WRITTEN PROBLEM: Produce an exact copy of the lines from the line that contains "Exercise. Point out every instance of the beige" to the end of the listing below.

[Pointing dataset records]
· · · ·
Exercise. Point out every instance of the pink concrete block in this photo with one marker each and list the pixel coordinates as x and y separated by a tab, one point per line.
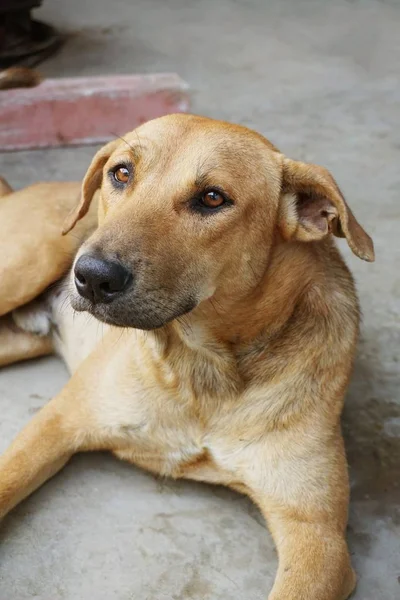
86	110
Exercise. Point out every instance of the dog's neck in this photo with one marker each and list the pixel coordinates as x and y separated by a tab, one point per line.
208	345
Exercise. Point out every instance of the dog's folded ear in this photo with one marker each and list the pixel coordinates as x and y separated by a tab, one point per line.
91	183
312	207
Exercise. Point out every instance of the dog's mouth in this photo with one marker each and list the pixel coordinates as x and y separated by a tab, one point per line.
147	313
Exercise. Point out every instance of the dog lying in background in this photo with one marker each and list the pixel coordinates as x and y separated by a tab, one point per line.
215	252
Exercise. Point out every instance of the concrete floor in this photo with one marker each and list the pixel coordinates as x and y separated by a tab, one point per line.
320	79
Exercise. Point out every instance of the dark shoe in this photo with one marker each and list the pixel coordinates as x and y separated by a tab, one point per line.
24	41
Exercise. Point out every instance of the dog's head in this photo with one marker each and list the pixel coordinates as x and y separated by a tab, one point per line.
189	205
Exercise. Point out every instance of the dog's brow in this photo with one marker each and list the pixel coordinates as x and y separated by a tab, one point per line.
135	150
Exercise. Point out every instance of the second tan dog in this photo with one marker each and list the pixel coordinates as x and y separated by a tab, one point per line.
215	252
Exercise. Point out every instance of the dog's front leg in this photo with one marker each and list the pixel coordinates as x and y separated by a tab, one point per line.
63	427
304	501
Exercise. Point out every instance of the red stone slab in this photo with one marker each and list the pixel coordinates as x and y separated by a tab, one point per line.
86	110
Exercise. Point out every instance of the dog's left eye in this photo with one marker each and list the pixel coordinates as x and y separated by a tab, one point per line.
121	174
212	199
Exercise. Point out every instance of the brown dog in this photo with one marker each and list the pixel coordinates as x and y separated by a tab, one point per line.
220	248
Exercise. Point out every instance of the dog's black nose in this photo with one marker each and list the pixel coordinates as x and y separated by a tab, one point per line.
100	280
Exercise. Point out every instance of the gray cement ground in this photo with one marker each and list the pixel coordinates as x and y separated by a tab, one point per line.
321	80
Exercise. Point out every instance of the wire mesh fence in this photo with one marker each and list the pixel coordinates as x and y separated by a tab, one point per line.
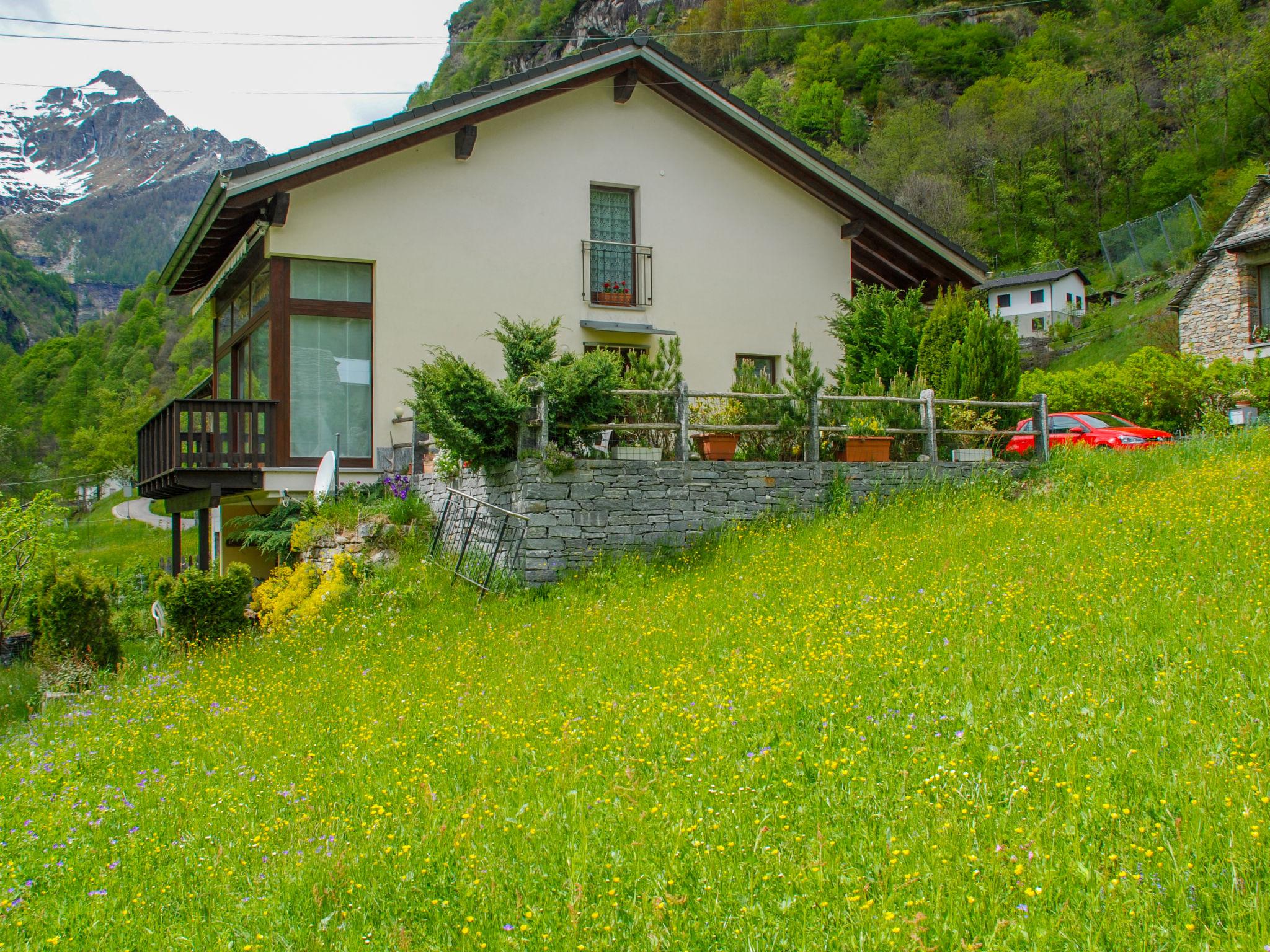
1155	242
479	542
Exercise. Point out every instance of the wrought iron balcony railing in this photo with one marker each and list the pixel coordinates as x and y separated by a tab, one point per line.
616	275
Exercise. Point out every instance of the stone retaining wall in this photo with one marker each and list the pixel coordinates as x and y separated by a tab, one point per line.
609	505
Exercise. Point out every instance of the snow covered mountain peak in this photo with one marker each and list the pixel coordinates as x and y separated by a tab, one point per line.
107	135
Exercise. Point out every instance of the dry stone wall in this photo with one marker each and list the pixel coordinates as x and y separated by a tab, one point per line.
614	506
1215	316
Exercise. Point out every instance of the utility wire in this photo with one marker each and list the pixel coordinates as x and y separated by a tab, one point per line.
60	479
424	41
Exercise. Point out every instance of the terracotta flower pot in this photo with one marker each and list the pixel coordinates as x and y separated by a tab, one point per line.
616	299
717	446
866	450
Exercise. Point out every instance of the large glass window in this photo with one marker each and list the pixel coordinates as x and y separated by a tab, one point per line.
331	281
613	235
331	385
1263	314
259	293
254	364
223	377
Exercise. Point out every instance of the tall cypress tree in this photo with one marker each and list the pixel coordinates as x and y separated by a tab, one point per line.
985	363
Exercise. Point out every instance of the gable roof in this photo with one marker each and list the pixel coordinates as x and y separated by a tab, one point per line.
1225	240
1032	278
894	248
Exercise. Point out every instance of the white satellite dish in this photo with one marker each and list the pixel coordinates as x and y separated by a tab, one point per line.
326	483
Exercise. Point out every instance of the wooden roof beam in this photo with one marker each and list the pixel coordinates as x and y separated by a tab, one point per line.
624	84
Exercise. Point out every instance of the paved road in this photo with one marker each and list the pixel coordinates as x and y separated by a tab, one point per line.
139	509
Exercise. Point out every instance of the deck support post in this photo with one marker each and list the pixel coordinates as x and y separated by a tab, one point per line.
205	539
1041	427
812	451
175	544
683	451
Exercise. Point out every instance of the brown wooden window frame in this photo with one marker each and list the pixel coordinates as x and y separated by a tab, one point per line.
756	361
242	277
280	343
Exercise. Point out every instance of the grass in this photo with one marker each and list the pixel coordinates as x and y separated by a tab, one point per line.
970	719
1129	333
117	544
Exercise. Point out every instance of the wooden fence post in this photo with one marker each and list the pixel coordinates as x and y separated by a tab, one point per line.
812	451
1041	427
681	414
931	437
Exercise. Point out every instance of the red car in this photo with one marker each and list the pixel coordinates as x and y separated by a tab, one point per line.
1095	430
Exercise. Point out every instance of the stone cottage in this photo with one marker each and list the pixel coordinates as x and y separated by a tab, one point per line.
1223	305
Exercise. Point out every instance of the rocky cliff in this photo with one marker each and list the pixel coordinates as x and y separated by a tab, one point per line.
97	180
549	31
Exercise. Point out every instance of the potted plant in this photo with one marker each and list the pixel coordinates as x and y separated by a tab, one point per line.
615	293
717	412
866	442
972	448
634	448
1242	397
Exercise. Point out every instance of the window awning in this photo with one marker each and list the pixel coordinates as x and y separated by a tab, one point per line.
626	328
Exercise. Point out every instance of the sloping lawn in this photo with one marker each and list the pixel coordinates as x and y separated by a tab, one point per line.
970	719
1129	333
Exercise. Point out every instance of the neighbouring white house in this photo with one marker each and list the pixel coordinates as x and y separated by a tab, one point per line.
1037	301
616	188
1223	305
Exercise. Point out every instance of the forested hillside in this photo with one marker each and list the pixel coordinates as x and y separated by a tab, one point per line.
1021	131
33	305
73	404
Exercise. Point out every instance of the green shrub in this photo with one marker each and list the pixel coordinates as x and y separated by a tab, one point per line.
70	620
30	545
465	410
1151	387
271	532
944	328
206	606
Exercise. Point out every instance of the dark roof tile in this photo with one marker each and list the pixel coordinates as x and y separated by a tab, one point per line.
1008	281
1232	225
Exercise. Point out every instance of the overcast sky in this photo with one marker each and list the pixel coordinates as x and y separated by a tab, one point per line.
207	82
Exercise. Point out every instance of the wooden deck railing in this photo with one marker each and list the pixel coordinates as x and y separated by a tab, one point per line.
206	434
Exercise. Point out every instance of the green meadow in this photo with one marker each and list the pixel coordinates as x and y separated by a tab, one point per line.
998	718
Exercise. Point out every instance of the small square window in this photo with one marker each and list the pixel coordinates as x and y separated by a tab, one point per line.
762	366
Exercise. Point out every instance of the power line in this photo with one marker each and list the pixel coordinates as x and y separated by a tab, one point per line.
60	479
319	41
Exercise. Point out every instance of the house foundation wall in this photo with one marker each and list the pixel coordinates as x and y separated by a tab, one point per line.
616	506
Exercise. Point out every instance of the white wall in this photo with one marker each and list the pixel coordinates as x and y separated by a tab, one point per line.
739	254
1021	310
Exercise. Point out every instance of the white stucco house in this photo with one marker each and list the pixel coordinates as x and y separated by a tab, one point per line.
1037	301
615	188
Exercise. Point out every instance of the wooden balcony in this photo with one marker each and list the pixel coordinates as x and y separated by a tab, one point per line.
206	444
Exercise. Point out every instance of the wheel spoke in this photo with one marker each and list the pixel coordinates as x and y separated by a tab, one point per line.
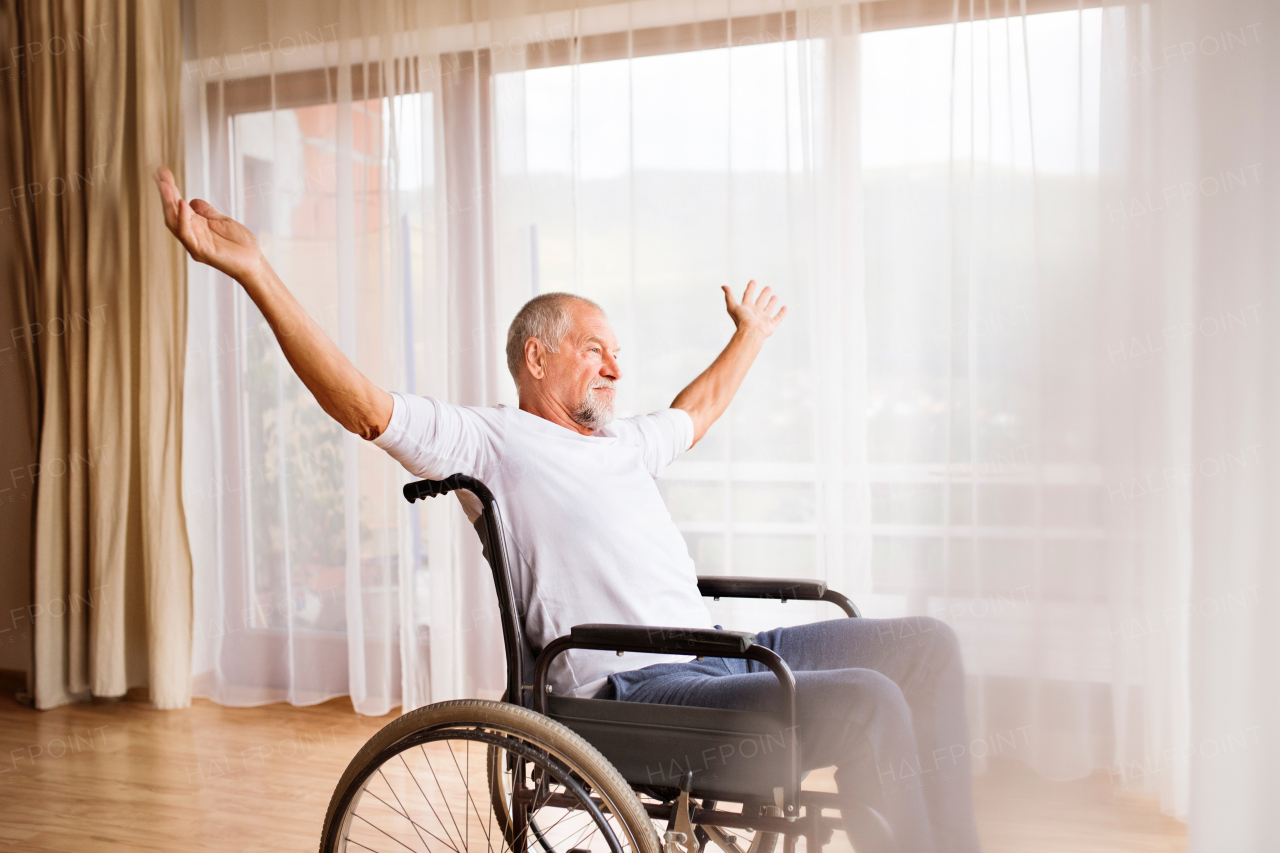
401	811
440	788
385	833
540	798
467	788
415	824
428	799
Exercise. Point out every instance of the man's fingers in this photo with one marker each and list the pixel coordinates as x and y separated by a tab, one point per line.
205	209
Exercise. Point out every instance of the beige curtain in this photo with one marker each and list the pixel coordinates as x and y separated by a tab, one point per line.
91	105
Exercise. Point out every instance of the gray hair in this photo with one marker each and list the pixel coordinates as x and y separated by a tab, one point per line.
545	318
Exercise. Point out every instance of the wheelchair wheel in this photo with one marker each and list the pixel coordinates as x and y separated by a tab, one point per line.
426	783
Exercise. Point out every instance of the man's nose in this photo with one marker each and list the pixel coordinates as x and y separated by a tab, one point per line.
611	368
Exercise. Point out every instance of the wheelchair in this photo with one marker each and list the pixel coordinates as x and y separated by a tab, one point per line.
539	772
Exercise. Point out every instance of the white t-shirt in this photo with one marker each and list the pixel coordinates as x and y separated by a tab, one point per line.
589	538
· · · ·
THE RESPONSE:
Exercise. Point out every instance of the beige curtain in this photo with one marker each and list the pixel coordinates as x and y separated by a tab, one point per line.
91	105
Exercise. Point out every instance of the gray hair in this photo with one marker each and list the pixel coordinates as x and y separated by a tab, one point per line.
545	318
Exercise. Point out every instance of the wheelchair wheel in this photo with one marker each and list the pixel coordinates as x and y separated by a tab, one point per line.
426	783
Exercise. Point out every instance of the man's nose in this photo with one marker each and list the pixel coordinates as x and y separated by a tab, one point per line.
611	368
Exercise. Point out every instance of the wheelchair in this photo with one marker each and list the pixel coordinates as x and y separated by a tab, one point per line.
539	772
Exercise. Point out every instance of the white t-shirt in this photo with one marker each and list the pixel coordinates as x and y separated by a tab, one point per line.
589	538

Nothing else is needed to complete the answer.